Instructions for the task - Count the lines in the entries below that contain the string "spoon", treating uppercase and lowercase as different, and give only the number.

Provided records -
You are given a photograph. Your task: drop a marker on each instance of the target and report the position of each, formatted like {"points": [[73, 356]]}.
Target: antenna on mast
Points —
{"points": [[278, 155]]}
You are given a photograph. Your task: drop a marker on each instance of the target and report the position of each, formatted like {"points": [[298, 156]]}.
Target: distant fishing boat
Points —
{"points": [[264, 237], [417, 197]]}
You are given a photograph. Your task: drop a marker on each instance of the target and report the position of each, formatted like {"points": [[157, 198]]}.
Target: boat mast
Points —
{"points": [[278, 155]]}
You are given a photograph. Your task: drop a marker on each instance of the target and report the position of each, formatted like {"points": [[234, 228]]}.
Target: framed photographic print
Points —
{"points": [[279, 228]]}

...

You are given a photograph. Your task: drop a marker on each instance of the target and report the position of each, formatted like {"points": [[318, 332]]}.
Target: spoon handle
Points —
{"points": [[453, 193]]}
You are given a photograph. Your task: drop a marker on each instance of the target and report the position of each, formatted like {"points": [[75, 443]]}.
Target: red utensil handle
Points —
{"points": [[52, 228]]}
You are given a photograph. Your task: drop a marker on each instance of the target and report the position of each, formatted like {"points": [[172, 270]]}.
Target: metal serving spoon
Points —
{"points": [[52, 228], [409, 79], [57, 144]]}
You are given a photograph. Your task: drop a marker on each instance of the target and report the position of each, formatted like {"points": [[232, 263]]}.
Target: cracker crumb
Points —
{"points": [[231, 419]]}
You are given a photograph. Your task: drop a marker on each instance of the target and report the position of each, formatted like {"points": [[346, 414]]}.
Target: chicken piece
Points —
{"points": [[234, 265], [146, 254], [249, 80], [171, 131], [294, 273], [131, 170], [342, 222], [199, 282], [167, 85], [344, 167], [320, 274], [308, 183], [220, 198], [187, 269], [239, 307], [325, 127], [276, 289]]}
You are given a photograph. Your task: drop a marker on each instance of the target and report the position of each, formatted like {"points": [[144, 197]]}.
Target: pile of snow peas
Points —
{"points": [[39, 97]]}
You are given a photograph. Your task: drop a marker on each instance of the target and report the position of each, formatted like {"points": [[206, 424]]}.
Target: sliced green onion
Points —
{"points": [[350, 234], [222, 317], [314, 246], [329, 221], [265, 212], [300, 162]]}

--

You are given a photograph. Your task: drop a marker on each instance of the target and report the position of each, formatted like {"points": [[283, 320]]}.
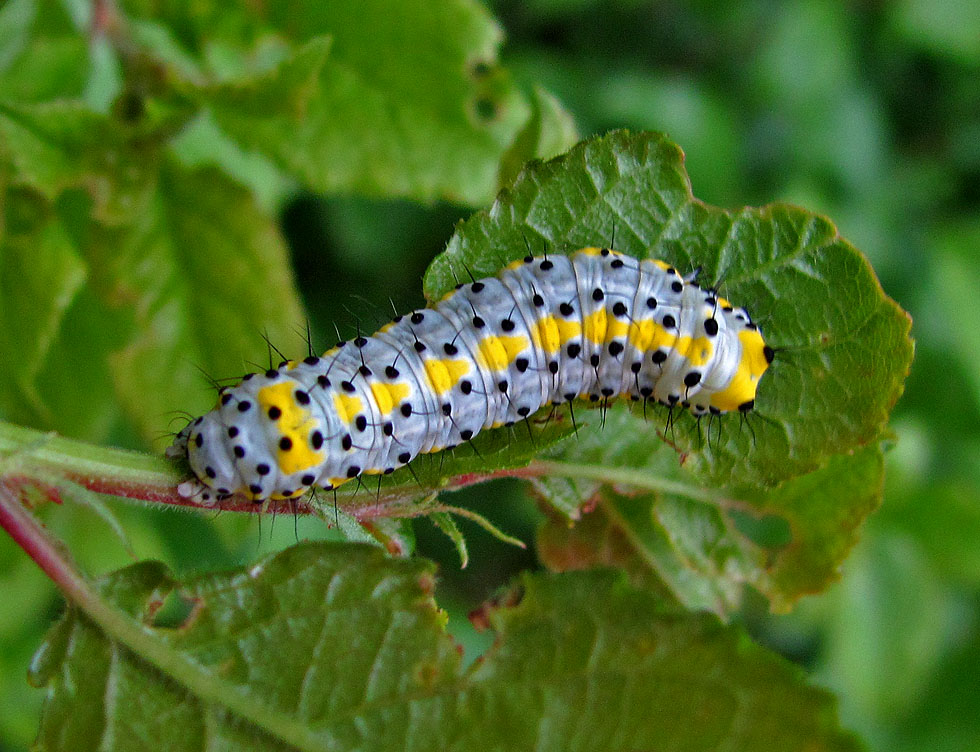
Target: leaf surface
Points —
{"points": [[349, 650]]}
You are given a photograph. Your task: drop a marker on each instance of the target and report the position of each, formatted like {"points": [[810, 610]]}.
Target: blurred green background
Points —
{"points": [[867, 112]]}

Result of this task - 2